▶ **問題文**: 資料の最初から「177, 668, 215]]」を含む行までを、「stool」を「chair」に置き換えて書き直してください。それ以外は一切変えないこと。

═════ 元データ

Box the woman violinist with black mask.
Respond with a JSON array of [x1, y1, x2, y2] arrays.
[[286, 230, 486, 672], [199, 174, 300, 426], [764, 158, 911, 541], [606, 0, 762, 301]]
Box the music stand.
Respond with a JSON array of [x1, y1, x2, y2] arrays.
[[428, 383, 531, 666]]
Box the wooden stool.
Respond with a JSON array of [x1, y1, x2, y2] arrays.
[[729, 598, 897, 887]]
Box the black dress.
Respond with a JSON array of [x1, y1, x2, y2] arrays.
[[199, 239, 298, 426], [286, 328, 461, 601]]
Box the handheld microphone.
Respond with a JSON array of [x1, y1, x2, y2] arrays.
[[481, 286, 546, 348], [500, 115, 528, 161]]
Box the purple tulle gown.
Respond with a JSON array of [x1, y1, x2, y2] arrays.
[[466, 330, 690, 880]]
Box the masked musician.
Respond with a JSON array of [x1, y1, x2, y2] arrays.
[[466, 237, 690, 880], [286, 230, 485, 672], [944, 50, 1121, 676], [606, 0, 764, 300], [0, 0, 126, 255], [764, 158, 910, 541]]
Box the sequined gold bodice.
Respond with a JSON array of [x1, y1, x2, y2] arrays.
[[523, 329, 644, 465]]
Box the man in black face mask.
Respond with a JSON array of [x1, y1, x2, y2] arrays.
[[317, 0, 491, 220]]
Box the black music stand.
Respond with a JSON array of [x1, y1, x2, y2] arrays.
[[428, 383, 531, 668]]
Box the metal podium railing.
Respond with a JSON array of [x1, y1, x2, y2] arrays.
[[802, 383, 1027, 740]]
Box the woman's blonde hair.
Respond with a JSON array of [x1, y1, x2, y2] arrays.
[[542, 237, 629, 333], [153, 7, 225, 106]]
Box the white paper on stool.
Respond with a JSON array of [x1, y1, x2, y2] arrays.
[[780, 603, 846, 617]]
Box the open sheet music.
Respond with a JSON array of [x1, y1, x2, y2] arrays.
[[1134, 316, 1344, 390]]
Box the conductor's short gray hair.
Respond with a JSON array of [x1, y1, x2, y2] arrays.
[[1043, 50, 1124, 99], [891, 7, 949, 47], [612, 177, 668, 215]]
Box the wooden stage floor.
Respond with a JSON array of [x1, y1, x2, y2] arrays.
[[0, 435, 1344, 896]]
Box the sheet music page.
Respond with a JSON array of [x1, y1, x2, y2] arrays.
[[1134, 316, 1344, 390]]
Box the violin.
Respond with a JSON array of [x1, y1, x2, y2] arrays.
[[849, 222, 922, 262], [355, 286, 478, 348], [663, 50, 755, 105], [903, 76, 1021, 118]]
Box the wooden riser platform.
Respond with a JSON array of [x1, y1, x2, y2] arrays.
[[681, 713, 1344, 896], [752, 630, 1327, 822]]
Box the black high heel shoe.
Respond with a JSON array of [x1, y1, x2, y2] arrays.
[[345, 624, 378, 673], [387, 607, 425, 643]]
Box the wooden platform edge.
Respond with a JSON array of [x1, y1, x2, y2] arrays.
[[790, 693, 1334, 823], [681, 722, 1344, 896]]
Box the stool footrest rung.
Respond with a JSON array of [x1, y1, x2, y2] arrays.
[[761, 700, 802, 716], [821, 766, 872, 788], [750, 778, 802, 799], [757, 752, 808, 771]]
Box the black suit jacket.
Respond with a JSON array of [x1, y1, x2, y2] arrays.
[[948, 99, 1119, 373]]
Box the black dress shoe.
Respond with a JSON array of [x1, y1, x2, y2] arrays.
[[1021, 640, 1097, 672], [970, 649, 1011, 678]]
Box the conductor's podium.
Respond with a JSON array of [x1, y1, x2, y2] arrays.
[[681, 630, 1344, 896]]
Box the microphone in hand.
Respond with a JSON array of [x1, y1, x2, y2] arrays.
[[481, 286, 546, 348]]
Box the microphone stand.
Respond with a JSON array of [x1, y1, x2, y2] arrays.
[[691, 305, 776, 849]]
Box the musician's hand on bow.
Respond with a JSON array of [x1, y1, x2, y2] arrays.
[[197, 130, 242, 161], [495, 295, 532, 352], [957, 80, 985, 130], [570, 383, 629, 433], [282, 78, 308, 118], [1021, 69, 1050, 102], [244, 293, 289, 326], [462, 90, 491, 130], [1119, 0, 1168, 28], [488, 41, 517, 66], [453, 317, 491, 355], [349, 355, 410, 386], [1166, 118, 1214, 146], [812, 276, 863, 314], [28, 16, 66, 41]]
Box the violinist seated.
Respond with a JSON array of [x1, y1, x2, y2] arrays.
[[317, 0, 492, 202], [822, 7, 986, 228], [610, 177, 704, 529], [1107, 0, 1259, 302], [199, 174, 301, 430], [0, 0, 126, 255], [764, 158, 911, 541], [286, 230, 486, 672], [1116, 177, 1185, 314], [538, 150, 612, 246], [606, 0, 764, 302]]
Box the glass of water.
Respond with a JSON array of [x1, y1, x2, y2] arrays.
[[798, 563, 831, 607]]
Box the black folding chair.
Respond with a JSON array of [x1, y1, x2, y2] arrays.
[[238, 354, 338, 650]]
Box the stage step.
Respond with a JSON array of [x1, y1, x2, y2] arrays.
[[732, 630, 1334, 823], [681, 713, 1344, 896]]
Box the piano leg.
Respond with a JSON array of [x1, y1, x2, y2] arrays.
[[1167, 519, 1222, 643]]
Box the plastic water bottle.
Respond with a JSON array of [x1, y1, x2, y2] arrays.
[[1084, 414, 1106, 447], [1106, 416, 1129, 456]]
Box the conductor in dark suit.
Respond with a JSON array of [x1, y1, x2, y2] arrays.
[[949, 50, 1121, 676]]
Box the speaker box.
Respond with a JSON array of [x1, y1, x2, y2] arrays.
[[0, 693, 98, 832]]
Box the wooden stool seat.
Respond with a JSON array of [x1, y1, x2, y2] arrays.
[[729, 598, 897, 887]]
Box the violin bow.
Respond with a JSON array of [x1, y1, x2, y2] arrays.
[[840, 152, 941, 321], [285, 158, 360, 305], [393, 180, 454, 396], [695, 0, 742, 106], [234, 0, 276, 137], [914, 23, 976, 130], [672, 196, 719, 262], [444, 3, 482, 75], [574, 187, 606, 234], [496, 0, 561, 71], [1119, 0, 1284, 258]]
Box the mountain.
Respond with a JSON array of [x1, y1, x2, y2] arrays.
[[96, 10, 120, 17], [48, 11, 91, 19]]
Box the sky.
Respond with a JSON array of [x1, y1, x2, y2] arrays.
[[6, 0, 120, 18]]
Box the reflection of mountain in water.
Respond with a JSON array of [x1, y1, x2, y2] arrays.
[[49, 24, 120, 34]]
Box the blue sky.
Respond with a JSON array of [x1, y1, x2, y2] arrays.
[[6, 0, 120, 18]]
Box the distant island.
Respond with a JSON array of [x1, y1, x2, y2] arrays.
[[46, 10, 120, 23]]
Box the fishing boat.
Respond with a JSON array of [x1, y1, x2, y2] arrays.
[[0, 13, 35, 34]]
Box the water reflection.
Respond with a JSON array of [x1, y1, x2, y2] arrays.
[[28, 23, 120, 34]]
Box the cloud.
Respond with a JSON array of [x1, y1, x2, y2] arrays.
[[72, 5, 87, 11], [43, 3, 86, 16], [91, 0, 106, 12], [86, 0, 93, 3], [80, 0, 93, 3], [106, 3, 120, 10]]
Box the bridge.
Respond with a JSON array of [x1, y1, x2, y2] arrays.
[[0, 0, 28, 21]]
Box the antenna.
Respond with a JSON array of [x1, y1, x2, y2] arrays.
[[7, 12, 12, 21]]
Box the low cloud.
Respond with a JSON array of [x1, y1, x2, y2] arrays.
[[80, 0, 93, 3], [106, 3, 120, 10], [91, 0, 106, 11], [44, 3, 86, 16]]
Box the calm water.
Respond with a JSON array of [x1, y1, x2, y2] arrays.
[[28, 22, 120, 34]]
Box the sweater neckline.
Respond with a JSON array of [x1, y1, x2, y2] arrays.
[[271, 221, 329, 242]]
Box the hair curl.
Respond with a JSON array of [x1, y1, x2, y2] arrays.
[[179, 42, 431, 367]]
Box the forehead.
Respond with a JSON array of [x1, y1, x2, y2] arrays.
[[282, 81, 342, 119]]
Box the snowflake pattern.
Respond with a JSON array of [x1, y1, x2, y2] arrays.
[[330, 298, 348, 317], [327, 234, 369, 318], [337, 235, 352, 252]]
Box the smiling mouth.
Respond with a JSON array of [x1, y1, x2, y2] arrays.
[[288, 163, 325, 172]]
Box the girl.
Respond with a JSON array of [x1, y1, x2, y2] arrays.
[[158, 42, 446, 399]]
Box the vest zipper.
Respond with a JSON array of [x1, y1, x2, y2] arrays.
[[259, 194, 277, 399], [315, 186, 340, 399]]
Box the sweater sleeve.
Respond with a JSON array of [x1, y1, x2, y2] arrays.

══════════

▶ **完成課題**:
Box the woman violinist with black mask.
Respond with a JSON array of [x1, y1, x2, y2] arrays.
[[286, 230, 486, 672], [199, 174, 300, 426], [764, 158, 911, 541], [606, 0, 762, 301]]
Box the music stand.
Respond with a JSON array of [x1, y1, x2, y2] arrays.
[[428, 383, 531, 666]]
Box the wooden chair.
Respond with a JSON array of [x1, y1, x2, y2] arrays.
[[729, 598, 897, 887]]
Box the black dress.
Respond with a JSON array of [x1, y1, x2, y2] arrays.
[[199, 239, 298, 426], [286, 328, 461, 601]]
Box the handheld microphone.
Respond with a JSON array of [x1, y1, x2, y2] arrays.
[[481, 286, 546, 348], [500, 115, 528, 161]]
Box the purple tulle gown.
Respond with a JSON array of [x1, y1, x2, y2] arrays.
[[466, 330, 690, 880]]
Box the masked musician.
Respond with a JSON array of [x1, y1, x2, y2] arrays.
[[466, 237, 690, 880], [286, 230, 485, 672], [944, 50, 1121, 676], [606, 0, 764, 300], [0, 0, 126, 255], [764, 158, 910, 541]]
Box the sequined gold bodice.
Respond with a JSON array of [x1, y1, x2, y2] arrays.
[[523, 329, 644, 465]]
Box the man in black face mask.
Respond with a JSON array of [x1, y1, x2, y2] arrays.
[[317, 0, 491, 220]]
Box the black music stand.
Respond with a JSON array of [x1, y1, x2, y2] arrays.
[[428, 383, 531, 668]]
Box the metal podium railing.
Respond with a JSON array of [x1, y1, x2, y2] arrays.
[[802, 383, 1027, 740]]
Box the woman's blonde hair.
Respond with a JSON array of [x1, y1, x2, y2] arrays.
[[542, 237, 629, 333], [153, 7, 225, 106]]
Box the white paper on chair.
Respond with a JSON array of [x1, y1, x2, y2] arrays.
[[780, 603, 846, 617]]
Box the open sheet music.
Respond with a JSON array of [x1, y1, x2, y2] arrays.
[[1134, 316, 1344, 390]]
Box the conductor's short gray hair.
Respond with a JSON array of [x1, y1, x2, y2] arrays.
[[1043, 50, 1124, 99], [891, 7, 949, 47], [612, 177, 668, 215]]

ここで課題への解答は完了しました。